■ INPUT:
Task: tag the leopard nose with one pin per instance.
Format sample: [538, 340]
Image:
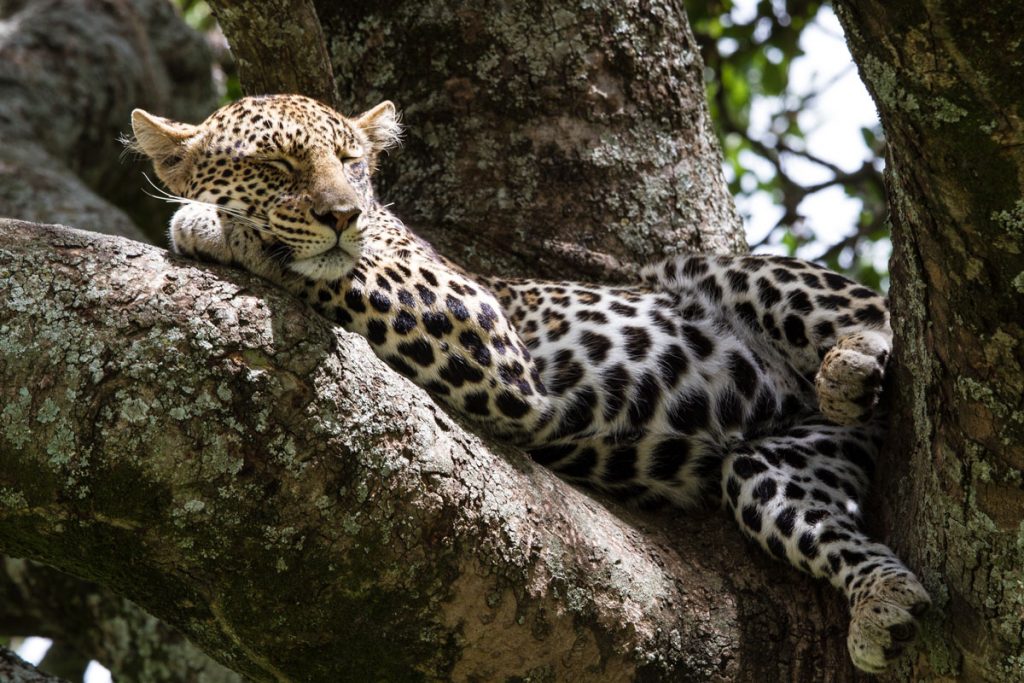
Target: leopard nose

...

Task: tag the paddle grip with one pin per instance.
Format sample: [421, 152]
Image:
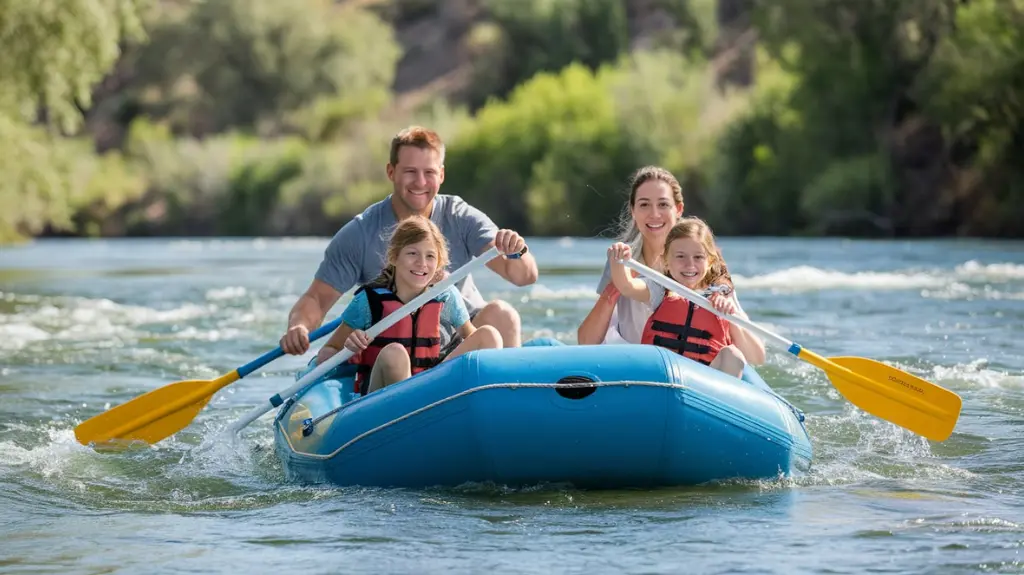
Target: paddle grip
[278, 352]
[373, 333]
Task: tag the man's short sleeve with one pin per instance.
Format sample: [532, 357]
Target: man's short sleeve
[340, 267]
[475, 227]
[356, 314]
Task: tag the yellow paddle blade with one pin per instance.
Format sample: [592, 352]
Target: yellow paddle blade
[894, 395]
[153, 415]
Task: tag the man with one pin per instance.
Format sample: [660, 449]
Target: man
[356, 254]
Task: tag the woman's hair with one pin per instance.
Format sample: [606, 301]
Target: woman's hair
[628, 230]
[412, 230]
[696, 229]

■ EXERCISE INSTRUCTIONS: Could you output exactly the lines above, from the line with "Format sample: [538, 340]" up to and including the line with "Target: leopard nose", and nothing else, skipping the pictures?

■ WRITTEN RESPONSE:
Format sample: [538, 340]
Image:
Target: leopard nose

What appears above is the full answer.